### STATED PROBLEM
From the records below, keep only the lines that contain the word "beige", and copy each of those lines in full.

### INPUT ROWS
"""

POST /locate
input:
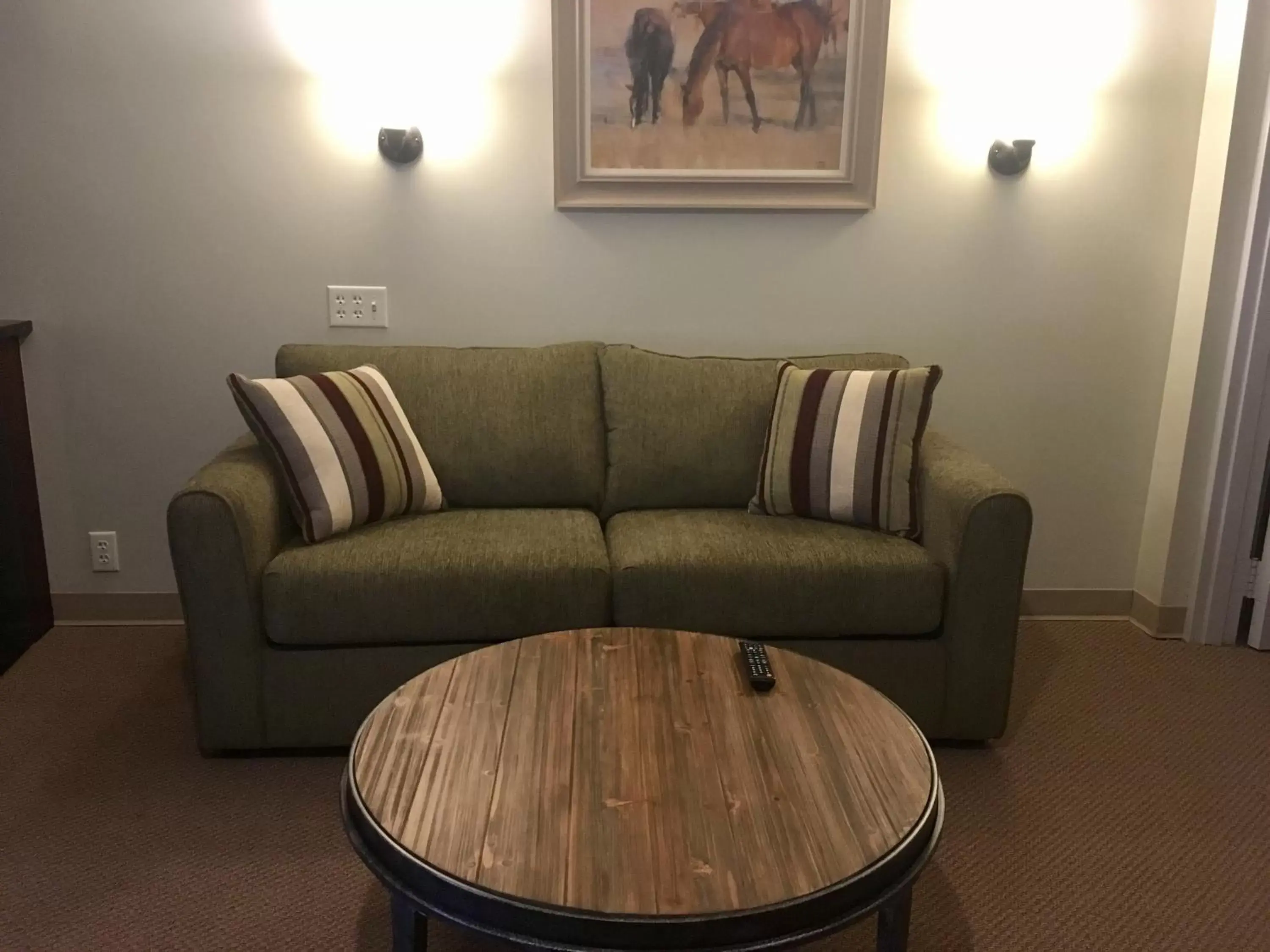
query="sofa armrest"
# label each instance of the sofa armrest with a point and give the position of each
(223, 528)
(978, 527)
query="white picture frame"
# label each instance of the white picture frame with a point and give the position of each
(585, 183)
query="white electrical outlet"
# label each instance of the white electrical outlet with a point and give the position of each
(357, 308)
(106, 551)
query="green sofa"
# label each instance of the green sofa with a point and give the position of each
(588, 485)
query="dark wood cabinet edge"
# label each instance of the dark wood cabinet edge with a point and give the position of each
(14, 329)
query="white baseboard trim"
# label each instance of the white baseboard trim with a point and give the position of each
(117, 608)
(1076, 603)
(164, 608)
(1157, 621)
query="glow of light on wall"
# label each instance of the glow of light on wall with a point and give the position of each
(399, 64)
(1020, 69)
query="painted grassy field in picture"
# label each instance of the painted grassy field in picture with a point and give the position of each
(700, 58)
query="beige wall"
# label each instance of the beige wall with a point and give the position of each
(171, 210)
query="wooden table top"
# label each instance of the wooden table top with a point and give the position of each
(634, 771)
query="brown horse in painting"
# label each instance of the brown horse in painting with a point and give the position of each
(740, 40)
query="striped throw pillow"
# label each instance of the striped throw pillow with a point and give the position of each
(842, 446)
(345, 450)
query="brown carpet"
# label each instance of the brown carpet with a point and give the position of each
(1128, 808)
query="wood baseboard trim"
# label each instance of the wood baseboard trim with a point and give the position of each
(117, 608)
(1157, 621)
(1076, 603)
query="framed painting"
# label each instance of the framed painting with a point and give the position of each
(718, 103)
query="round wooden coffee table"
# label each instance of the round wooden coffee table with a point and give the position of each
(625, 789)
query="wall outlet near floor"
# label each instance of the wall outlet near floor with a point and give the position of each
(106, 551)
(357, 308)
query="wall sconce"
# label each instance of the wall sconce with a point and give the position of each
(402, 146)
(1010, 159)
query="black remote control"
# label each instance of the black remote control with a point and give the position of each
(757, 668)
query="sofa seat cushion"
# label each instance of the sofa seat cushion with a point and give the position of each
(731, 573)
(451, 577)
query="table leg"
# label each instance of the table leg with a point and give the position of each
(893, 922)
(409, 927)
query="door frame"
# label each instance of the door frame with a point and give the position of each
(1242, 438)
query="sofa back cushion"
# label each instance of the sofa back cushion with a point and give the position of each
(687, 432)
(503, 427)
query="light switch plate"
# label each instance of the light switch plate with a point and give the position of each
(357, 308)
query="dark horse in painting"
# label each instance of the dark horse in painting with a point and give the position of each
(741, 40)
(649, 50)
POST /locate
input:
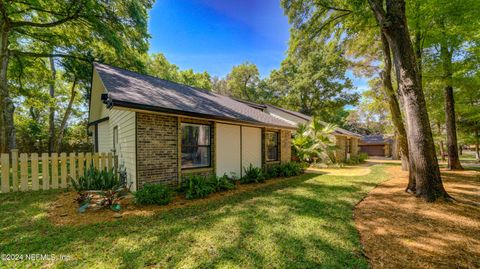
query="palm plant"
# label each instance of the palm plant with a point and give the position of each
(314, 140)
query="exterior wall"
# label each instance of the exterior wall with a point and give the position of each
(228, 151)
(284, 149)
(354, 146)
(157, 149)
(251, 147)
(341, 143)
(285, 146)
(124, 120)
(204, 171)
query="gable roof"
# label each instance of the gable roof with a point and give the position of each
(300, 116)
(130, 89)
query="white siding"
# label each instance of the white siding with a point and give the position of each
(125, 149)
(104, 137)
(227, 138)
(251, 146)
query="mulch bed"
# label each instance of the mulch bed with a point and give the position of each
(398, 230)
(64, 210)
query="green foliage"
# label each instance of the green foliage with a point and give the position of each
(95, 179)
(102, 199)
(154, 194)
(285, 170)
(158, 66)
(197, 186)
(314, 141)
(252, 175)
(357, 159)
(223, 183)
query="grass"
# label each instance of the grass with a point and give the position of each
(303, 222)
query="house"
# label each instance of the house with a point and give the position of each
(162, 131)
(377, 145)
(346, 141)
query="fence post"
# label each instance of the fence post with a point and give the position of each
(96, 163)
(15, 169)
(34, 168)
(24, 172)
(5, 172)
(88, 159)
(80, 164)
(45, 172)
(73, 167)
(54, 170)
(63, 175)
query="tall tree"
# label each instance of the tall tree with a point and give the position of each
(312, 80)
(74, 28)
(314, 17)
(243, 80)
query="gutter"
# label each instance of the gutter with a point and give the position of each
(192, 114)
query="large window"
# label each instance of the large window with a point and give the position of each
(272, 145)
(196, 146)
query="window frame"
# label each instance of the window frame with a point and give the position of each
(277, 146)
(209, 146)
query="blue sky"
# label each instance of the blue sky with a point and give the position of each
(215, 35)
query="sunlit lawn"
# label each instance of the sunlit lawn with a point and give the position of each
(304, 222)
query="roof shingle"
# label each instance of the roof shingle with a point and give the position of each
(127, 88)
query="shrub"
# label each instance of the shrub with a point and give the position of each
(197, 186)
(223, 183)
(252, 175)
(154, 194)
(285, 170)
(357, 159)
(94, 179)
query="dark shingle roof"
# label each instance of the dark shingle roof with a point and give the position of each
(131, 89)
(375, 140)
(338, 130)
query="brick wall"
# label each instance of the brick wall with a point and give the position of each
(157, 146)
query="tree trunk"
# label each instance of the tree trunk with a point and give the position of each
(51, 116)
(394, 105)
(7, 108)
(477, 146)
(68, 111)
(423, 162)
(442, 150)
(452, 147)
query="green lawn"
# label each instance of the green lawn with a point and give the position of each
(304, 222)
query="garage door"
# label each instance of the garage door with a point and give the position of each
(251, 146)
(373, 150)
(227, 156)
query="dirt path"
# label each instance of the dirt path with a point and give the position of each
(400, 231)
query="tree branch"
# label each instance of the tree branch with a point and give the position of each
(73, 16)
(45, 55)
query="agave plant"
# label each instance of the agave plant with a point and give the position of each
(314, 141)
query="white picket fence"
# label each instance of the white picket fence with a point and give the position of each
(25, 172)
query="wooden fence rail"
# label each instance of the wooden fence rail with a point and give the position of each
(25, 172)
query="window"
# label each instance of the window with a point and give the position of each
(196, 147)
(115, 137)
(272, 145)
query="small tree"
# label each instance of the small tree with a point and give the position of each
(313, 140)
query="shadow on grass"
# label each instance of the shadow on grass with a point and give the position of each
(303, 222)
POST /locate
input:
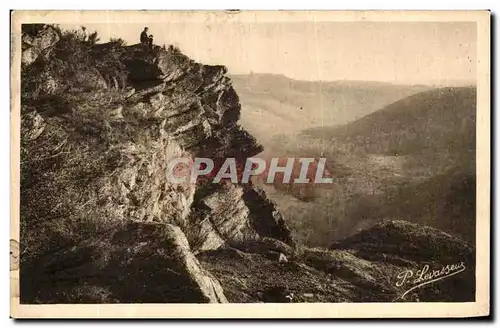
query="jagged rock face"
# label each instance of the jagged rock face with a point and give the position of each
(33, 46)
(95, 159)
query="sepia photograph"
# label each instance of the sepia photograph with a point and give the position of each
(291, 160)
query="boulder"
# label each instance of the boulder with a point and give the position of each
(34, 45)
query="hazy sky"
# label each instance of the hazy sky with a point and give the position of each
(399, 52)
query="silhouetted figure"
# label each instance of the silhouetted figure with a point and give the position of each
(150, 42)
(85, 34)
(144, 37)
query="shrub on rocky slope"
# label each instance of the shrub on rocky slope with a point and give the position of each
(100, 222)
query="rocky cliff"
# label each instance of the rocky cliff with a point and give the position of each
(100, 222)
(94, 158)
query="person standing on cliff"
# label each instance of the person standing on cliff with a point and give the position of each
(150, 42)
(145, 38)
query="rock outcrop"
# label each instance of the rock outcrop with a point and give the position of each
(35, 45)
(94, 161)
(102, 223)
(371, 266)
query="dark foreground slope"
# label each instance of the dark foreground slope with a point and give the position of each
(101, 223)
(367, 267)
(412, 160)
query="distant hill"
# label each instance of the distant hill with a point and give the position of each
(434, 120)
(412, 160)
(274, 104)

"""

### EXERCISE SOLUTION
query="beige wall"
# label each instance of the beige wall with a point and give the position of each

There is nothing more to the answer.